Given problem a ▸
Rewrite the part of the TensorFlow post that begins at the words "I have then" and stops after "current allocation info.", switching "PyCharm" to "VS Code" throughout.

I have constructed a machine-learning computer with two RTX 2070 SUPER GPUs connected with SLI Bridge (Windows).
I have benchmarked the system using http://ai-benchmark.com/alpha and got impressive results.
I then tried the same benchmark test on a GPU enabled tensor flow container:
using the “latest-gpu-py3-jupyter” tag.
I have then connected to this container as an interpreter to the same project in PyCharm(I mounted the project folder in the container).
When I run it, I get the error:
tensorflow.python.framework.errors_impl.ResourceExhaustedError: OOM when allocating tensor with shape[50,56,56,144] and type float on /job:localhost/replica:0/task:0/device:CPU:0 by allocator cpu
[[node MobilenetV2/expanded_conv_2/depthwise/BatchNorm/FusedBatchNorm (defined at usr/local/lib/python3.6/dist-packages/ai_benchmark/utils.py:238) ]]
Hint: If you want to see a list of allocated tensors when OOM happens, add report_tensor_allocations_upon_oom to RunOptions for current allocation info.

Given problem b ▸
How many lines in the entries below contain the string "trousers"? Give only the number.

Material provided ▸

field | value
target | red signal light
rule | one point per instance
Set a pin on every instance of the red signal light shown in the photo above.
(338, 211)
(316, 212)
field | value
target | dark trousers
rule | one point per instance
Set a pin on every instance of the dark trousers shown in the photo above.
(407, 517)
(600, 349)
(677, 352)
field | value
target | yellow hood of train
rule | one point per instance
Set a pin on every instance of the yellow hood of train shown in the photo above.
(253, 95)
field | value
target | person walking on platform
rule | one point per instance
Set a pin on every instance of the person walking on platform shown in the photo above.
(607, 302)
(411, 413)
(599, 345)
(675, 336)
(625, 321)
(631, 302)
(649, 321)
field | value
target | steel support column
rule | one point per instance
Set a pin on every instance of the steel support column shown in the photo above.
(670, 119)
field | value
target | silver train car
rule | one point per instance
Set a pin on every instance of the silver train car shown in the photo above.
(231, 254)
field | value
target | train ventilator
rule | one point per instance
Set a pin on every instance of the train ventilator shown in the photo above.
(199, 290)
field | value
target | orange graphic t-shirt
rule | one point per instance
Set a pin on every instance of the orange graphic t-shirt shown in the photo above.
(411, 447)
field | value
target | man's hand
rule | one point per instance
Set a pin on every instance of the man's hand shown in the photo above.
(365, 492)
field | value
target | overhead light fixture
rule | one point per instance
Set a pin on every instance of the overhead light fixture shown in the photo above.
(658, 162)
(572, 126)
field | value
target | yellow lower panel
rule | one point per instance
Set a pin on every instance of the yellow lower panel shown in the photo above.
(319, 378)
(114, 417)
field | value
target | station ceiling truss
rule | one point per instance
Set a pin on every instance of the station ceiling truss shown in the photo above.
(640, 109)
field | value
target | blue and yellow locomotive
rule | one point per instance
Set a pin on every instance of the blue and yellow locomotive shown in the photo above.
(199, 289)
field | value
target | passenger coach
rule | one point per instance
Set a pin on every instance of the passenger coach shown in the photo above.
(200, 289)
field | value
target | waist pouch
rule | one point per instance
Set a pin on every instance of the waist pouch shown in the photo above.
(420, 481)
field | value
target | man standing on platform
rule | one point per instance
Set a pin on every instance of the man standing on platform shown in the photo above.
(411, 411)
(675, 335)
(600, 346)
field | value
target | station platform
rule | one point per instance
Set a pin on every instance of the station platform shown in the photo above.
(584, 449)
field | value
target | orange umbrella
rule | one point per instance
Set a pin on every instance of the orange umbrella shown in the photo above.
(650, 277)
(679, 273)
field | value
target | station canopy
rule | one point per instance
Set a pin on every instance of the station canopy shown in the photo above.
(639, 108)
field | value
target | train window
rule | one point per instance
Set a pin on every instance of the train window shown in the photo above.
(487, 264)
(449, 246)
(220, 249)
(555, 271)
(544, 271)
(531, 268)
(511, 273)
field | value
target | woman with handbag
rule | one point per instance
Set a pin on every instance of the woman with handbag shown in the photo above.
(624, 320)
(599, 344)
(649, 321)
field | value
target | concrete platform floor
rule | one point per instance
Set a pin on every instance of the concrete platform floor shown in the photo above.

Reply a ▸
I have then connected to this container as an interpreter to the same project in VS Code(I mounted the project folder in the container).
When I run it, I get the error:
tensorflow.python.framework.errors_impl.ResourceExhaustedError: OOM when allocating tensor with shape[50,56,56,144] and type float on /job:localhost/replica:0/task:0/device:CPU:0 by allocator cpu
[[node MobilenetV2/expanded_conv_2/depthwise/BatchNorm/FusedBatchNorm (defined at usr/local/lib/python3.6/dist-packages/ai_benchmark/utils.py:238) ]]
Hint: If you want to see a list of allocated tensors when OOM happens, add report_tensor_allocations_upon_oom to RunOptions for current allocation info.

Reply b ▸
2